SHORT EXERCISE:
Copy down the following lines word for word, leaving out the pictures.
— BEGIN MATERIAL TO PROCESS —
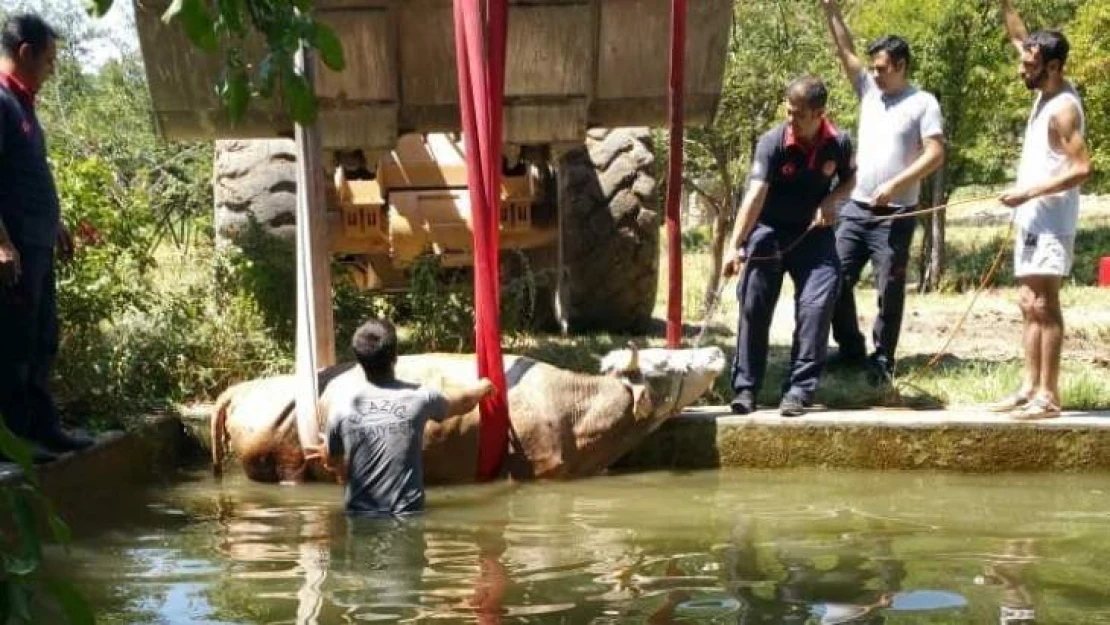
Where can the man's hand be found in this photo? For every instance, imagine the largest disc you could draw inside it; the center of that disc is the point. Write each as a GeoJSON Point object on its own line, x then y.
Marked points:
{"type": "Point", "coordinates": [826, 215]}
{"type": "Point", "coordinates": [10, 269]}
{"type": "Point", "coordinates": [486, 386]}
{"type": "Point", "coordinates": [318, 452]}
{"type": "Point", "coordinates": [734, 263]}
{"type": "Point", "coordinates": [64, 243]}
{"type": "Point", "coordinates": [1015, 198]}
{"type": "Point", "coordinates": [885, 193]}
— END MATERIAL TO PROCESS —
TASK SOLUTION:
Where can the man's hand be found in this photo? For every instance, imagine the largest disc you could draw inside it; the center of that disc is the point. Write each as a GeoJSON Point object on its own line, x then y.
Marked points:
{"type": "Point", "coordinates": [826, 215]}
{"type": "Point", "coordinates": [10, 269]}
{"type": "Point", "coordinates": [486, 386]}
{"type": "Point", "coordinates": [318, 452]}
{"type": "Point", "coordinates": [734, 263]}
{"type": "Point", "coordinates": [64, 243]}
{"type": "Point", "coordinates": [1015, 198]}
{"type": "Point", "coordinates": [885, 193]}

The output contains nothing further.